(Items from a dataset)
──────
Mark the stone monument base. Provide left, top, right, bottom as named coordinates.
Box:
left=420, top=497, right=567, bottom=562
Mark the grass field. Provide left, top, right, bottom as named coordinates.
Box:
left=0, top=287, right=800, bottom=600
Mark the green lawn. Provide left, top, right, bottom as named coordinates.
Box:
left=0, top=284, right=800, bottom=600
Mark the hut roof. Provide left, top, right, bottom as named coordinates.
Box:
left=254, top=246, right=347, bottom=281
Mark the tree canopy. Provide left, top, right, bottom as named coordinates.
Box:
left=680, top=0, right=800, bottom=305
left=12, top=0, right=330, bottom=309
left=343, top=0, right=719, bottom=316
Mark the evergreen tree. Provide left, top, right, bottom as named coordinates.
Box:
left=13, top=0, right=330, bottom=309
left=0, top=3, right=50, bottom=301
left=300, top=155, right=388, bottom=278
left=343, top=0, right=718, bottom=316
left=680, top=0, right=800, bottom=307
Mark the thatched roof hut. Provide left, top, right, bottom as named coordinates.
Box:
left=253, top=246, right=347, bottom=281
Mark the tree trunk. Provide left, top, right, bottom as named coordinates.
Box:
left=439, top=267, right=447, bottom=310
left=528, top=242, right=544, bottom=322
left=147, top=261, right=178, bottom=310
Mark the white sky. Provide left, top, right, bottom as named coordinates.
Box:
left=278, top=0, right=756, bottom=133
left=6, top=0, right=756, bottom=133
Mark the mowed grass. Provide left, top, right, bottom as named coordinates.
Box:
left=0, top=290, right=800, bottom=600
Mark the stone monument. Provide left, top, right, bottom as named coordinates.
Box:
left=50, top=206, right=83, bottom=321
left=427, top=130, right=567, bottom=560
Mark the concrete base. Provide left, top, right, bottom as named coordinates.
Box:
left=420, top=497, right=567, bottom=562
──────
● **TASK GOAL**:
Render the stretch from the line containing "Mark the mowed" through the end of the items as a Markdown table with the columns No. and Line, numbering each row and leaving out blank lines.

● **COMPLETED EXERCISE**:
| No. | Line |
|---|---|
| 1 | Mark the mowed grass. Provide left, top, right, bottom as named coordinates. |
| 2 | Box: |
| 3 | left=0, top=290, right=800, bottom=600 |
| 4 | Mark the stone monument. Provide left, top, right, bottom as named coordinates. |
| 5 | Box: |
| 6 | left=50, top=206, right=83, bottom=321 |
| 7 | left=427, top=130, right=567, bottom=560 |
| 8 | Mark the concrete base. Provide left, top, right, bottom as named coordinates. |
| 9 | Box: |
| 10 | left=420, top=497, right=567, bottom=562 |